EXERCISE BRIEF
Could you rewrite all of these items with every "point at" swapped for "locate" and everything else left unchanged?

ENTRIES
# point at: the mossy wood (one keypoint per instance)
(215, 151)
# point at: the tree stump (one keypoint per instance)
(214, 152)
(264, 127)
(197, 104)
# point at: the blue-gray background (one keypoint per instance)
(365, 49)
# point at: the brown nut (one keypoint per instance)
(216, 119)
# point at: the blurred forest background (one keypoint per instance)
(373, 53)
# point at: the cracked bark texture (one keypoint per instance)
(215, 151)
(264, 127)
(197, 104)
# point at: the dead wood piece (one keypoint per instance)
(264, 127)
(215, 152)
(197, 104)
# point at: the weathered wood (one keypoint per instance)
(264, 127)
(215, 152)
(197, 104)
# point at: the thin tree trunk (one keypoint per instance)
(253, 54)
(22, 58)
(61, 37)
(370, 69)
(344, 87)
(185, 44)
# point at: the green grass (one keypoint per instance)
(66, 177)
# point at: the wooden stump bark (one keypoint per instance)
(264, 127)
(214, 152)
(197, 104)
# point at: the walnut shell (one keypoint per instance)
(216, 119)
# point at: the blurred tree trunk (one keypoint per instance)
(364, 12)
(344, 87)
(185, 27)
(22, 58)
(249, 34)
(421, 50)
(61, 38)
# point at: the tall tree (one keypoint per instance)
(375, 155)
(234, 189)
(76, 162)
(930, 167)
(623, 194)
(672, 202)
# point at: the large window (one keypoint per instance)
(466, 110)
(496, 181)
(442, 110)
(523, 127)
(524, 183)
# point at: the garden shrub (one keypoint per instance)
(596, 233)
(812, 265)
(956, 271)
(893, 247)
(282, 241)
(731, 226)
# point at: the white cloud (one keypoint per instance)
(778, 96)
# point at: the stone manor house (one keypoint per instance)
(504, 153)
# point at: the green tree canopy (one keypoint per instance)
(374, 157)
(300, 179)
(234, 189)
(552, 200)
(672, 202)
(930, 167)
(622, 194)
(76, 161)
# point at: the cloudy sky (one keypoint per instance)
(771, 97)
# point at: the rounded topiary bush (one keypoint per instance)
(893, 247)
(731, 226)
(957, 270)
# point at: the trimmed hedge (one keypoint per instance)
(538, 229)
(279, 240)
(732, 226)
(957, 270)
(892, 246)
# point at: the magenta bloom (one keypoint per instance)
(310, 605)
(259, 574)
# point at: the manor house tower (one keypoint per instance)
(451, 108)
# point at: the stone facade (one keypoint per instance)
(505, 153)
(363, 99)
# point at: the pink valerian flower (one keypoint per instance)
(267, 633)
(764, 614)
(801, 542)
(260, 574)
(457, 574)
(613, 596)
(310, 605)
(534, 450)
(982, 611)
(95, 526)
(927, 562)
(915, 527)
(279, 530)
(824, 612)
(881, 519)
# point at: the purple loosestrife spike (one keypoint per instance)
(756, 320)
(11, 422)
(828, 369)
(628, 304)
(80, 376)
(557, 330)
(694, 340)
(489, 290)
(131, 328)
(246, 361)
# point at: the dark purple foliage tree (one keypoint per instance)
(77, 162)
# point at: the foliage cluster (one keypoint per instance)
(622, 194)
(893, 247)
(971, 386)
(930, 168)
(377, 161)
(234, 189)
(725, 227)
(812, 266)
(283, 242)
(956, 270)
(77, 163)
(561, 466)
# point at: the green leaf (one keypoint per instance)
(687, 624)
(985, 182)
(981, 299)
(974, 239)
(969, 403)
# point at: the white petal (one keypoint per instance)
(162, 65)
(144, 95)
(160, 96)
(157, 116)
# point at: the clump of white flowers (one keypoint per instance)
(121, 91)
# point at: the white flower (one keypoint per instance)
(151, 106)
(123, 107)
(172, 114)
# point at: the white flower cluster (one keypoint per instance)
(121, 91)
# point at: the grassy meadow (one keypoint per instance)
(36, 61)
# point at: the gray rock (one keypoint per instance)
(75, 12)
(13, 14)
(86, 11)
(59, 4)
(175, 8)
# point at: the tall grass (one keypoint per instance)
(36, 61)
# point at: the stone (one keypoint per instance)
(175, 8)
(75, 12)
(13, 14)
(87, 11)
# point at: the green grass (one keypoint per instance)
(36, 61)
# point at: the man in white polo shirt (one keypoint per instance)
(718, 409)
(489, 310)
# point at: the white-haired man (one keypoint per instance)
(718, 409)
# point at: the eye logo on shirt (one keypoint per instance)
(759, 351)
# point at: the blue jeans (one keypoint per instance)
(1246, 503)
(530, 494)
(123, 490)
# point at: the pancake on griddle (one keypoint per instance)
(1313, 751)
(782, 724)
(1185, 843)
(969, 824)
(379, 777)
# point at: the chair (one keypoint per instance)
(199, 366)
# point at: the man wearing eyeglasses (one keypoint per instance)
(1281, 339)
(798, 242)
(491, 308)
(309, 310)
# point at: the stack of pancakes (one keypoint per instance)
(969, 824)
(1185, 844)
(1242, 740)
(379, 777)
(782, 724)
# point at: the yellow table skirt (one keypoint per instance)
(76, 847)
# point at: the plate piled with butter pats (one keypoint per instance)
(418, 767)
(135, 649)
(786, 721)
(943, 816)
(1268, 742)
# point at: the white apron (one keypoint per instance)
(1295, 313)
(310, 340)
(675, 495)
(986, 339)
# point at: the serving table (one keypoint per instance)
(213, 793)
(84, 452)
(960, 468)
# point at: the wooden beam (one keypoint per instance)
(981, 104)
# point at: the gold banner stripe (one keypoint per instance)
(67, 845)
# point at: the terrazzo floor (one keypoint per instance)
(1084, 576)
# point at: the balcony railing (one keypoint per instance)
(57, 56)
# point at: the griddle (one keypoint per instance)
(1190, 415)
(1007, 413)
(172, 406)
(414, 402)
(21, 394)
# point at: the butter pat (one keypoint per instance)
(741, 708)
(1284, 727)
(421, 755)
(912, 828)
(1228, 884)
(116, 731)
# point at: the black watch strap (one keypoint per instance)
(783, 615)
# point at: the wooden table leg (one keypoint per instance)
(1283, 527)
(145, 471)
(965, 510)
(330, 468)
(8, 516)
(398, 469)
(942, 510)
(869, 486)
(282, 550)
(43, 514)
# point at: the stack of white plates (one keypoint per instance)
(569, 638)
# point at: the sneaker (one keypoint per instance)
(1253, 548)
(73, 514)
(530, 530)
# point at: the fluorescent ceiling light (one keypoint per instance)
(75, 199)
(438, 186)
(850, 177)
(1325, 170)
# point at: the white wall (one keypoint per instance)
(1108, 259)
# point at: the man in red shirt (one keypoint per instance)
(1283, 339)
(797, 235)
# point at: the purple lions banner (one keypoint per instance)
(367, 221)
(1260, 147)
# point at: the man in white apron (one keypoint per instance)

COMPLETE RESPONSE
# locate: the mossy wood (one keypoint per instance)
(215, 151)
# locate: the tree stump (one keypoint per instance)
(214, 152)
(264, 127)
(197, 104)
# locate: the blue-gray background (one keypoint per instance)
(365, 49)
# locate: the brown nut (one keypoint per instance)
(216, 119)
# locate: the blurred forest background (one keypoint per instance)
(373, 53)
# locate: the cracked bark texture (one keypoint per instance)
(215, 151)
(264, 127)
(197, 104)
# locate: the dead wood piece (one keypoint per instance)
(264, 127)
(215, 152)
(197, 104)
# locate: the weathered wood (one keypoint per instance)
(264, 127)
(215, 152)
(197, 104)
# locate: the thin tree trunk (one keypoint per instance)
(253, 54)
(22, 58)
(61, 37)
(370, 69)
(344, 87)
(185, 44)
# locate: the green grass (one keypoint per instance)
(66, 177)
# locate: the wooden stump bark (one keypoint per instance)
(264, 127)
(214, 152)
(197, 104)
# locate: the walnut shell (one keypoint per instance)
(216, 119)
# locate: the blurred tree trunk (one keypoint per instance)
(364, 12)
(344, 87)
(185, 27)
(22, 58)
(249, 34)
(421, 50)
(61, 38)
# locate: the tall tree (one keypoint per instance)
(375, 155)
(234, 189)
(76, 162)
(930, 167)
(623, 194)
(672, 202)
# locate: the large window (one keypoint per instance)
(466, 110)
(496, 181)
(442, 110)
(523, 127)
(524, 183)
# locate: the garden shrub (one keypoint per instance)
(596, 233)
(812, 265)
(956, 271)
(893, 247)
(282, 241)
(731, 226)
# locate: the white cloud (one keypoint per instance)
(778, 96)
# locate: the stone manor house (one keypoint per instance)
(504, 153)
# locate: the green tree canopy (one keypoint per instance)
(374, 157)
(300, 179)
(234, 189)
(552, 200)
(672, 202)
(930, 167)
(622, 194)
(76, 161)
# locate: the cloudy sky (one keypoint per instance)
(771, 97)
# locate: the rounded topiary bush (one keypoint per instance)
(893, 247)
(731, 226)
(957, 270)
# locate: the trimmed hedge (one keypoint per instance)
(538, 229)
(279, 240)
(732, 226)
(957, 270)
(892, 246)
# locate: the magenta bloom (one keypoint per instance)
(310, 605)
(259, 574)
# locate: the manor house tower (one keypoint per instance)
(451, 108)
# locate: the stone facade (one keypoint per instance)
(505, 153)
(363, 99)
# locate: the pink valerian flower (one keypoint per instance)
(267, 633)
(764, 614)
(801, 542)
(260, 574)
(457, 574)
(613, 596)
(310, 605)
(534, 450)
(982, 611)
(95, 526)
(927, 562)
(915, 527)
(279, 530)
(824, 612)
(881, 519)
# locate: the purple loosestrife spike (one keypoint per instance)
(756, 320)
(11, 422)
(828, 369)
(628, 304)
(80, 376)
(557, 330)
(694, 340)
(489, 290)
(131, 328)
(246, 361)
# locate: the dark purple foliage tree (one keypoint per instance)
(77, 162)
# locate: the foliage cluster (one keypoint per instance)
(622, 194)
(893, 247)
(971, 386)
(930, 168)
(377, 161)
(234, 189)
(725, 227)
(812, 266)
(283, 242)
(956, 270)
(77, 163)
(561, 466)
# locate: the green leaf (one keypoint per instance)
(687, 624)
(985, 182)
(981, 299)
(974, 239)
(969, 403)
# locate: the white petal (one keypoint per instance)
(162, 65)
(144, 95)
(160, 96)
(157, 116)
# locate: the clump of white flowers (one keypoint per instance)
(121, 91)
# locate: the white flower (one keypoint per instance)
(151, 106)
(123, 107)
(172, 114)
# locate: the white flower cluster (one keypoint per instance)
(121, 91)
# locate: the grassy meadow (one keypoint per instance)
(36, 61)
# locate: the gray rock (one keypoint per instance)
(75, 12)
(13, 14)
(86, 11)
(59, 4)
(175, 8)
# locate: the tall grass (one keypoint per instance)
(36, 61)
# locate: the stone (one keypoint per instance)
(175, 8)
(75, 12)
(13, 14)
(87, 11)
# locate: the green grass (one keypoint per instance)
(36, 61)
# locate: the man in white polo shirt (one keypoint per instance)
(718, 409)
(489, 310)
# locate: the white-haired man (one keypoint per instance)
(718, 409)
# locate: the eye logo on shirt (one keypoint per instance)
(759, 351)
# locate: the blue jeans (one keypoint per instance)
(1246, 503)
(530, 494)
(123, 490)
# locate: the pancake on griddle (one keypoint per instance)
(1313, 751)
(782, 724)
(1185, 843)
(969, 824)
(379, 777)
# locate: the chair (one keypoint per instance)
(199, 366)
# locate: the man wearing eyeglasses (one keypoint per instance)
(1281, 339)
(798, 242)
(491, 308)
(309, 310)
# locate: the stack of pancakes (one keypoint per instance)
(969, 824)
(1185, 844)
(1242, 740)
(379, 777)
(782, 724)
# locate: the yellow table skirt (one keypoint per instance)
(76, 847)
# locate: the plate piled with butter pats (one keypoint per instance)
(418, 767)
(135, 649)
(786, 721)
(943, 816)
(1268, 742)
# locate: the white apron (one keypoint per instance)
(1295, 313)
(310, 340)
(675, 495)
(986, 339)
# locate: the serving table (one keypoint per instance)
(213, 793)
(84, 452)
(960, 468)
# locate: the wooden beam (one keypoint per instance)
(981, 104)
# locate: the gold banner stripe (one keypoint per instance)
(67, 845)
# locate: the terrazzo floor (one keypoint per instance)
(1084, 576)
# locate: the balcony railing (one keypoint per instance)
(57, 56)
# locate: the griddle (one keypoint per instance)
(1190, 415)
(1007, 413)
(172, 406)
(414, 402)
(21, 394)
# locate: the butter pat (one keypoint per instance)
(741, 708)
(1284, 727)
(421, 755)
(912, 828)
(1228, 884)
(116, 731)
# locate: the black watch strap (one keypoint per instance)
(783, 615)
# locate: the wooden table leg (one keypoint per instance)
(1283, 527)
(145, 471)
(965, 510)
(330, 468)
(8, 516)
(398, 469)
(942, 510)
(869, 486)
(282, 550)
(43, 514)
# locate: the stack of white plates (one keypoint per instance)
(569, 638)
# locate: the sneaker (one keypoint per instance)
(1253, 548)
(73, 514)
(530, 530)
# locate: the fluorescent ceiling light (one keypoint per instance)
(75, 199)
(438, 186)
(850, 177)
(1325, 170)
# locate: the white wall (one keypoint per instance)
(1108, 259)
# locate: the man in red shirt (one keypoint per instance)
(1283, 339)
(797, 235)
# locate: the purple lions banner (one keypoint per instance)
(367, 221)
(1260, 147)
# locate: the man in white apron (one keypoint per instance)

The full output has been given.